━━━ Supplied data
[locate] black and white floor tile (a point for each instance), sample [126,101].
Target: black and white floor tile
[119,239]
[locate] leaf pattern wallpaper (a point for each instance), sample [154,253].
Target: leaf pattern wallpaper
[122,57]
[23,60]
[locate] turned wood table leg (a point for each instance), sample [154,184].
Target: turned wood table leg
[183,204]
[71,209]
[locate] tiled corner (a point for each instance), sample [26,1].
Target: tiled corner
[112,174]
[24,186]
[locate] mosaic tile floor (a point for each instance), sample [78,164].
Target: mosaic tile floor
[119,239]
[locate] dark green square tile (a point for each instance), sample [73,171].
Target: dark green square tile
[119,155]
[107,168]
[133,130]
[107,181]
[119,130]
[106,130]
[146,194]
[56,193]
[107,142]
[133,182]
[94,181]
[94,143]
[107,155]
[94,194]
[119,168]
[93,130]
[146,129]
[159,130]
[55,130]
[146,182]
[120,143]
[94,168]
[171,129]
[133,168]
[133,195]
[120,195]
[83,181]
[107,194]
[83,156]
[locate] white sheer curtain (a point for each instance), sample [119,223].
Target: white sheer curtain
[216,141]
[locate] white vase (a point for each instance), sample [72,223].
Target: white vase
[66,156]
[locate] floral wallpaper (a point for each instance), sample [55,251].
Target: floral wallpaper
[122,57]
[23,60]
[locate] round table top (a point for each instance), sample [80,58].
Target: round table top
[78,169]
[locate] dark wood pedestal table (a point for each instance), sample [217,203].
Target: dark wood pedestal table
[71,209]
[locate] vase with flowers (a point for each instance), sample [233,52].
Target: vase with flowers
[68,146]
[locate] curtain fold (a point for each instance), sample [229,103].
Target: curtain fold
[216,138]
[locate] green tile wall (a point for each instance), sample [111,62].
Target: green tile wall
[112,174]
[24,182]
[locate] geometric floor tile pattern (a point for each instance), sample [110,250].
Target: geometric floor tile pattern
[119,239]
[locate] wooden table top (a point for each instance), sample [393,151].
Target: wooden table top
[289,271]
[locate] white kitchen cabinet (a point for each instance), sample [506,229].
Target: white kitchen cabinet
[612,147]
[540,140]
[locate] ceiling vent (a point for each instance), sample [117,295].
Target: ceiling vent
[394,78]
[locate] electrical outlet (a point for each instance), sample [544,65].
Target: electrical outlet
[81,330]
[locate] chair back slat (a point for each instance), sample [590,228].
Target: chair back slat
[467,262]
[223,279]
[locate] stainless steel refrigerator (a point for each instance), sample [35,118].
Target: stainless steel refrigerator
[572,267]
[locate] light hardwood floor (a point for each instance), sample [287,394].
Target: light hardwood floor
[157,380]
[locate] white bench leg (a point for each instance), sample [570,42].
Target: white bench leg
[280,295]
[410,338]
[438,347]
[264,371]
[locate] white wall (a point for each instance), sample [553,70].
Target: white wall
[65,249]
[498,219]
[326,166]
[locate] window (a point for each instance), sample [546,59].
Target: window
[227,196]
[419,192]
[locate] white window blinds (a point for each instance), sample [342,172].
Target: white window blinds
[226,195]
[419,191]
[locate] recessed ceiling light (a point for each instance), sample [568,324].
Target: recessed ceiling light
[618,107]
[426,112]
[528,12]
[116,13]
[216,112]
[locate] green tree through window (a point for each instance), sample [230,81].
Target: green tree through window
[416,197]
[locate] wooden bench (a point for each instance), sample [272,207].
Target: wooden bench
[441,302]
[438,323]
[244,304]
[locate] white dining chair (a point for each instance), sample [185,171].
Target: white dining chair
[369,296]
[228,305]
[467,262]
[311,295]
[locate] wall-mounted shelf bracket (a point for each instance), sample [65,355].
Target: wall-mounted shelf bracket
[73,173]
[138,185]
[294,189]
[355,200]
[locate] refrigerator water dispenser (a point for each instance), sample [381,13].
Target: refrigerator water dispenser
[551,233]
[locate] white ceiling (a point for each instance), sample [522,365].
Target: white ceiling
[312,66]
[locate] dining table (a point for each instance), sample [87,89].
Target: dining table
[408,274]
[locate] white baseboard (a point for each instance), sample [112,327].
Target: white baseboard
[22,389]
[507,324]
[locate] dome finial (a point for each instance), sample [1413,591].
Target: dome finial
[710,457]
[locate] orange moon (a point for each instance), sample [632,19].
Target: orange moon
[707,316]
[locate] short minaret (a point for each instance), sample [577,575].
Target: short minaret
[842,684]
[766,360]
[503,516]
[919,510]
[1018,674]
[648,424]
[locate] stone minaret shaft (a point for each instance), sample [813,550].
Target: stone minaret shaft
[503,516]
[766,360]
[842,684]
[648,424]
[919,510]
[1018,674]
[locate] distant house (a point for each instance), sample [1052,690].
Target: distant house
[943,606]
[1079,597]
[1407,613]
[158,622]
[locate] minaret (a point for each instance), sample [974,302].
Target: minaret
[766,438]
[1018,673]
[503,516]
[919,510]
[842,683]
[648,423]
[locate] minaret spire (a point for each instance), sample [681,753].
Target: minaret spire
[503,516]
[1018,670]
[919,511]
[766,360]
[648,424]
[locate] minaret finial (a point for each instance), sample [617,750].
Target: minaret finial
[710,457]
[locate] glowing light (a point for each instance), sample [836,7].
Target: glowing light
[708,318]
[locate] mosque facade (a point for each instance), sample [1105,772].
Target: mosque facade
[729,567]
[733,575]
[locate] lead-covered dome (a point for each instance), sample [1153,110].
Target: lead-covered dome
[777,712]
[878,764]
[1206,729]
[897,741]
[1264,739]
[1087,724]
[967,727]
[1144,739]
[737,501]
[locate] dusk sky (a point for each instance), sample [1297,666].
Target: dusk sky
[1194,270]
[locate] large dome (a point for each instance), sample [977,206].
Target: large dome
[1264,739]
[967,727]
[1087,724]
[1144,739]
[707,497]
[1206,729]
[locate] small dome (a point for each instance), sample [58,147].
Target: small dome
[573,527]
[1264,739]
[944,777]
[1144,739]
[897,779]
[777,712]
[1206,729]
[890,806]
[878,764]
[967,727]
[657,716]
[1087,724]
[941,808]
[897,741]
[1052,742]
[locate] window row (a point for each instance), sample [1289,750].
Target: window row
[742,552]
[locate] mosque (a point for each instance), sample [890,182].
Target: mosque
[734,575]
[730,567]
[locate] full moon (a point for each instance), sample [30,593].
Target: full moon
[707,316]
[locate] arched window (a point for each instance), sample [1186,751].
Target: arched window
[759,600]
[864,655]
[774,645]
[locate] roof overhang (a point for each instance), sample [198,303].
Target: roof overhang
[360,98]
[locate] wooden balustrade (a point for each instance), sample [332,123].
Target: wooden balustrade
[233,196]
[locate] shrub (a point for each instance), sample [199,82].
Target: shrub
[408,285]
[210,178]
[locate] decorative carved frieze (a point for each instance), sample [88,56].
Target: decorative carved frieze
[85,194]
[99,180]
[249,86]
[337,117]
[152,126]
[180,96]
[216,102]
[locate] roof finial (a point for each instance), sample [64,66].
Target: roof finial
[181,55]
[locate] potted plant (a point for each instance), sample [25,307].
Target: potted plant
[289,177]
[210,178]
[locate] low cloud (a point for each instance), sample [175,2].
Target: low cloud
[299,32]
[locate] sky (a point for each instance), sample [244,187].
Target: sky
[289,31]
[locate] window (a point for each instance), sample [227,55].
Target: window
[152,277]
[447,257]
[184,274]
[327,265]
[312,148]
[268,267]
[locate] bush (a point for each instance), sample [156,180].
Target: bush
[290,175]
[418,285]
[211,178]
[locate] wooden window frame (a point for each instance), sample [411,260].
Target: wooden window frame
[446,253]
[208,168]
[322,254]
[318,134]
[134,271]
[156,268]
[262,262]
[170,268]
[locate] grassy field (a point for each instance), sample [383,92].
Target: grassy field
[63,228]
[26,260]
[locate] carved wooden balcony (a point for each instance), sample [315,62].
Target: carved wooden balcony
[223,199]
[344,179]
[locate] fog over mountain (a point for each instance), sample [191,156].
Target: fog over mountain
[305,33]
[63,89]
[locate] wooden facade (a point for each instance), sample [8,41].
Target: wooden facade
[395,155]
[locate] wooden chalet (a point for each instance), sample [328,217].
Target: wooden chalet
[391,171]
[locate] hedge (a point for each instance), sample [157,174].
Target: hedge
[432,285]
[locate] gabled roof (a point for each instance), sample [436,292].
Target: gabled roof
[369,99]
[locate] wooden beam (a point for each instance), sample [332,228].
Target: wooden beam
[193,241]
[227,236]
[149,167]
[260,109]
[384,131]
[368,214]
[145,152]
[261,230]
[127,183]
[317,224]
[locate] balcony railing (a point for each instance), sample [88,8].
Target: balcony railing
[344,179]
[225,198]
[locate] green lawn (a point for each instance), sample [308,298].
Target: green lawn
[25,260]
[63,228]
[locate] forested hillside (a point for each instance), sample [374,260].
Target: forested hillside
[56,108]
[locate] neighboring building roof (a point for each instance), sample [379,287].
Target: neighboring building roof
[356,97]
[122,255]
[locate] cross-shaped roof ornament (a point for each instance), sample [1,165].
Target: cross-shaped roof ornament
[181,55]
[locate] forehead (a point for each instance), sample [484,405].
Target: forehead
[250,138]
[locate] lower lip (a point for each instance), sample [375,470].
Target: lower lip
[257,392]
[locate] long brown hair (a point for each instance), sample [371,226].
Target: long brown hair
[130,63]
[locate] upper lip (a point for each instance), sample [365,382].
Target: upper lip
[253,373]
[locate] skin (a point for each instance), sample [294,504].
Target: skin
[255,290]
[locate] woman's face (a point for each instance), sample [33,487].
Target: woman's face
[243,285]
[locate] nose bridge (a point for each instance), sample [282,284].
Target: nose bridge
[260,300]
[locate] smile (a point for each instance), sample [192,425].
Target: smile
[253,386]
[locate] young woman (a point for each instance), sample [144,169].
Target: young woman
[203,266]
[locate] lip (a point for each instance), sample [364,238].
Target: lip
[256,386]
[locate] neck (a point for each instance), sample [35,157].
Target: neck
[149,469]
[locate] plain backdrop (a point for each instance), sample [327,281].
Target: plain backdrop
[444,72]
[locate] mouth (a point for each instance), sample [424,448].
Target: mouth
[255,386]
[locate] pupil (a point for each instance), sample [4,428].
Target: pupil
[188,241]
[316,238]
━━━━━━
Using the records above, write out exactly the lines between the one holding "Target: short minaret" and the one holding "[locate] mosque (a", inclusive; leave everything else out.

Target: short minaret
[842,684]
[766,360]
[503,516]
[919,510]
[1018,674]
[648,424]
[locate] stone minaret shaft (a point for each instance), sample [813,550].
Target: stone minaret shaft
[503,516]
[766,360]
[842,684]
[648,424]
[919,510]
[1018,674]
[locate] distant house (a point for each instance), sample [1052,690].
Target: distant house
[943,606]
[1079,597]
[1407,613]
[158,622]
[locate] minaret (a point for each instance), sample [974,302].
Target: minaret
[766,438]
[1018,673]
[503,516]
[919,510]
[842,683]
[648,423]
[locate] minaret spire (a point for each instance), sample [681,753].
Target: minaret spire
[503,516]
[1018,670]
[919,511]
[766,360]
[648,424]
[locate] minaret finial (a point for each instance), sample [617,750].
Target: minaret finial
[710,457]
[locate] glowing light (a point for each instance), sample [836,7].
Target: glowing light
[708,318]
[locate] mosque facade (a point for each instance), sample [1105,772].
Target: mosque facade
[729,567]
[733,575]
[locate] lead-covered dome (a point for each instance), sample [1153,110].
Target: lead-covered dome
[777,712]
[878,764]
[1206,729]
[897,741]
[1264,739]
[1087,724]
[967,727]
[1144,739]
[737,501]
[locate] dusk sky (a point for each instance), sample [1297,666].
Target: dusk sky
[1194,270]
[locate] large dome (a point for each instance), sample [977,206].
Target: large dome
[1264,739]
[967,727]
[1087,724]
[1144,739]
[707,497]
[1206,729]
[locate] small dome (a point for each instance), sample [58,147].
Target: small dome
[573,527]
[1264,739]
[944,777]
[1144,739]
[897,779]
[777,712]
[1206,729]
[890,806]
[878,764]
[967,727]
[657,716]
[1087,724]
[941,808]
[897,741]
[1052,742]
[locate] window row (a point for each instance), sample [1289,750].
Target: window row
[742,552]
[locate] mosque (a point for each instance), sample [890,182].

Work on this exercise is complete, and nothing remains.